[Quoted passage]:
####################

So how did those first scientists studying cell biology discover the role of each organelle? It all starts with observation. Cells weren't even discovered until the microscope allowed us to look at them. It's pretty hard to come up with the idea that cells or organelles exist until you've seen them. Once the microscope became widely available, scientists started to make thin sections of organs and tissues and were able to observe and draw individual cells at high magnification, and compare cell structure from different tissues.

Mitochondria were first discovered in 1886 by Robert Altmann, who thought they were parasites inside the cell. Scientists soon noticed that mitochondria were found in every cell, but were most dense in muscle cells. This suggested that they played an important role in providing the cell with energy.

Special, high-magnification microscopes such as electron microscopes and special techniques for providing very thin slices of tissue allowed scientists not only to see the mitochondria but to see fine structure within the mitochondria. Organelle structure can tell you certain things. For instance, when the inner membranes of an organelle are highly folded, as in mitochondria and chloroplasts, this suggests that an important process is occurring on the membrane surface and increased surface area is important (think of the structure of your lungs, or of fish gills). Also, the outer membrane of mitochondria is very permeable ("open") to molecules, which suggests that the mitochondrial membrane is specialized to transport certain molecules in and out of the cell. (The "permeability" or "openness" of cell membranes is tightly regulated. Can you think why it might be a disadvantage to allow random molecules to enter or leave a cell unregulated?).

Using tiny electrodes inserted into the mitochondria, scientists were able to measure an electrical charge across the inner membrane, which suggested that ions were being actively pumped from one side of the membrane to the other in order to create an "electrochemical gradient". ATP is generated with an enzyme called ATP synthase in the presence of an electrochemical gradient. Scientists were also able to grind up cells and isolate bits of the inner membranes of mitochondria using a device called an ultracentrifuge. When viewed at high magnification, the scientists observed actual ATP synthase enzymes embedded within the membranes. This proved that mitochondria make ATP. ATP is the major source of energy within cells. Bingo!

####################

[Task set]:
1. Print the cell biology passage from "So how did those" up to and including "cell with energy.".
2. Name each instrument or device that the cell biology passage says scientists used to study cells.
3. Write the next part of the cell biology passage, picking up after its final sentence.
The listing below is separate material and is not part of the cell biology passage.

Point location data
####################

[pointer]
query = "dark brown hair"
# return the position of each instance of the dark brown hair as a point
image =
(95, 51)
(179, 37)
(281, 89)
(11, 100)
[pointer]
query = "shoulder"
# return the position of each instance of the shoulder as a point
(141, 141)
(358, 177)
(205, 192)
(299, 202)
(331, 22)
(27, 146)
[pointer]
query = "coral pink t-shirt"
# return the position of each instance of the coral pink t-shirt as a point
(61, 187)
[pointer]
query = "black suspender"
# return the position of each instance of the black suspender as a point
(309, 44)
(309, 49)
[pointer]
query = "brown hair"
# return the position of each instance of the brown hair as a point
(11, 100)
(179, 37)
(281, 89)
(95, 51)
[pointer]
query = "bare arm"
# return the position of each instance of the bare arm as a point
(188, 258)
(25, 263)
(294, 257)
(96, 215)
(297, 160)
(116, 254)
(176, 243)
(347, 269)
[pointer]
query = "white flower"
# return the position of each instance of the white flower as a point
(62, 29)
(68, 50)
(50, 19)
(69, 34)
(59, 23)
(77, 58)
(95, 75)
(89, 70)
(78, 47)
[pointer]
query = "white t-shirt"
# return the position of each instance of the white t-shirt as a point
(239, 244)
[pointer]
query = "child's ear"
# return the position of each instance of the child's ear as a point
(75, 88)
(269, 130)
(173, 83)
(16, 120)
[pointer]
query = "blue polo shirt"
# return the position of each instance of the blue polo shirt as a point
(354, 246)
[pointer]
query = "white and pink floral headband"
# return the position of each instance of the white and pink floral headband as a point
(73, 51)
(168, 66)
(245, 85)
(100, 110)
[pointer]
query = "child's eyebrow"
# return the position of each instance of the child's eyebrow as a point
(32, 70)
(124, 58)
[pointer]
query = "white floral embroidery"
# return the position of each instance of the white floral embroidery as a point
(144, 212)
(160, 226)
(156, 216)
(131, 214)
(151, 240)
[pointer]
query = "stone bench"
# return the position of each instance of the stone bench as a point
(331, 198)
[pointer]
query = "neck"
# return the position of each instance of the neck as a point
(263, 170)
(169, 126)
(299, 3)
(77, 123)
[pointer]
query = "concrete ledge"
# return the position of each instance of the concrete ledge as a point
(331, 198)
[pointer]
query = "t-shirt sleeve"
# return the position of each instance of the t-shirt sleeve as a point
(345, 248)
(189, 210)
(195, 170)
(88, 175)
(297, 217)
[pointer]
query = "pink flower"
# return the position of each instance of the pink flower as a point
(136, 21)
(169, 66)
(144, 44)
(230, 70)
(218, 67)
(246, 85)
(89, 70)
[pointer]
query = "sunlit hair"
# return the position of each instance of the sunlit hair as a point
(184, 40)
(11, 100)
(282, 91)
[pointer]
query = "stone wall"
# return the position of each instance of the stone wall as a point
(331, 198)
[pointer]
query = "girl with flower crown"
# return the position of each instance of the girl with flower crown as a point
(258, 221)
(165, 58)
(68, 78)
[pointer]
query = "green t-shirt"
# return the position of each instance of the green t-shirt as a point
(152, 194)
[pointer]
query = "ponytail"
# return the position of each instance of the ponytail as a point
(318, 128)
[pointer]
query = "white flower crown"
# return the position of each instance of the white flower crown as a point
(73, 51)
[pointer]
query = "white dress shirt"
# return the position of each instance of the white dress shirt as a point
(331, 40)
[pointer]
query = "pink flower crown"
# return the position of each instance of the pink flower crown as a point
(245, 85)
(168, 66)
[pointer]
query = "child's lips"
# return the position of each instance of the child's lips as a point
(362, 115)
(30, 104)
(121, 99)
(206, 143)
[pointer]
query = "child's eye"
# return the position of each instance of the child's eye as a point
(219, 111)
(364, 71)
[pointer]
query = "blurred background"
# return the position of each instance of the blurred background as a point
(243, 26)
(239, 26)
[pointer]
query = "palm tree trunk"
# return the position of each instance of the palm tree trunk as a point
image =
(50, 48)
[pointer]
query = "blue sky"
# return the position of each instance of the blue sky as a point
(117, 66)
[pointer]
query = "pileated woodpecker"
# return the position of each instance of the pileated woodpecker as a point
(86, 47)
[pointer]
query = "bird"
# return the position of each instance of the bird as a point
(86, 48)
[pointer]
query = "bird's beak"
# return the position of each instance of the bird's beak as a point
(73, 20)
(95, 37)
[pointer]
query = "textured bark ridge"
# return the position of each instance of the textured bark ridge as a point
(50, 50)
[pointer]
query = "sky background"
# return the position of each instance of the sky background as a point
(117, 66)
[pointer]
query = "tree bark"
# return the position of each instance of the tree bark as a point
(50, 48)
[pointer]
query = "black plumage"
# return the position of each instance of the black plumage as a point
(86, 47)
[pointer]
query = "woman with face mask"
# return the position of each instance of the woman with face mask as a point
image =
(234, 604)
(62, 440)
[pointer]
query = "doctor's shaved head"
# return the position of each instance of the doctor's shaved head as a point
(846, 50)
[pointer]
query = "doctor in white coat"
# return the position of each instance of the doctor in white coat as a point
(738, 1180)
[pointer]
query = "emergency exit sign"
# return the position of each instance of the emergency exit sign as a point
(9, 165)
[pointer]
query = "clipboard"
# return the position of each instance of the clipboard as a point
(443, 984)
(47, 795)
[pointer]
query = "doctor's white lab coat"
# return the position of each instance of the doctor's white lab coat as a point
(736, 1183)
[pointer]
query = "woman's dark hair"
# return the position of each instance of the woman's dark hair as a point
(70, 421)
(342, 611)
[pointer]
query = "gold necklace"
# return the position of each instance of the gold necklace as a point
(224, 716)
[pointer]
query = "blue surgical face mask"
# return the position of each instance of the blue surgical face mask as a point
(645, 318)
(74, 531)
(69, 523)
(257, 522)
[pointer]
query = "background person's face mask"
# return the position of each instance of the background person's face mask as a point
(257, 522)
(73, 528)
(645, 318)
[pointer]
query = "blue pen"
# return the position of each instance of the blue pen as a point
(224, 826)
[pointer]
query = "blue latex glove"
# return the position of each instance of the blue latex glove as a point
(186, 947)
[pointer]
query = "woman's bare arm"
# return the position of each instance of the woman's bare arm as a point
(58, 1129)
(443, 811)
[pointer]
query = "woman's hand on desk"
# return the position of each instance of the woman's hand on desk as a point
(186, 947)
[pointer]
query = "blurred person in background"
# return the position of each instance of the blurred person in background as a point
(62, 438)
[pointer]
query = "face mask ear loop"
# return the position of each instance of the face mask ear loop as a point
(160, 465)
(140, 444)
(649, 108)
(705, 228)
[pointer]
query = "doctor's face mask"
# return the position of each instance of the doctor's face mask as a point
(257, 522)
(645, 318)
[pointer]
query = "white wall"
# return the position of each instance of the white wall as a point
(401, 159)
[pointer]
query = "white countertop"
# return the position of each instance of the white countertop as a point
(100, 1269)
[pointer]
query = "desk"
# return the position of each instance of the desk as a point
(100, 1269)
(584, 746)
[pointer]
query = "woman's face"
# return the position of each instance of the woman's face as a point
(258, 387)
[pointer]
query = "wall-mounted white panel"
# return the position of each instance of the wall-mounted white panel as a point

####################

[Results of the exercise]:
1.
So how did those first scientists studying cell biology discover the role of each organelle? It all starts with observation. Cells weren't even discovered until the microscope allowed us to look at them. It's pretty hard to come up with the idea that cells or organelles exist until you've seen them. Once the microscope became widely available, scientists started to make thin sections of organs and tissues and were able to observe and draw individual cells at high magnification, and compare cell structure from different tissues.

Mitochondria were first discovered in 1886 by Robert Altmann, who thought they were parasites inside the cell. Scientists soon noticed that mitochondria were found in every cell, but were most dense in muscle cells. This suggested that they played an important role in providing the cell with energy.

2. microscope, electron microscopes, tiny electrodes, ultracentrifuge

3.
The role of mitochondria as the energy source ("powerhouse") of the cell was discovered about 50 years ago.

Answer 2:

Scientists answer questions about things like mitochondria by doing lots of experiments.

First they had to figure out that everything is made of cells. They started figuring that out after people started inventing the first microscopes, and they could see the cells. Check out a piece of onion skin with a microscope - or maybe the really thin layer that's inside the dry skin. Maybe you'll see cells. I think you can see them better by putting a drop of iodine on the onion skin. You can probably still buy iodine at a pharmacy. And you can buy a good cheap microscope that looks like a little flashlight at places like Radio Shack.

One of the early microscopists looked at a thin slice of cork, which comes from the bark of a tree, and saw the empty cell walls. He thought they looked like the rooms (cells) that monks live in a monastery, so he named them cells.

With better microscopes, scientists saw things inside cells like the nucleus and the mitochondria. They must have named them organelles because they were little things inside cells, like our organs are inside our bodies.

Answer 3:

I think that most of cell biology progressed based on the ability to see the organelle but each one has a different set of experiments that led to the discovery of what they do. Still, new jobs for organelles are discovered each year.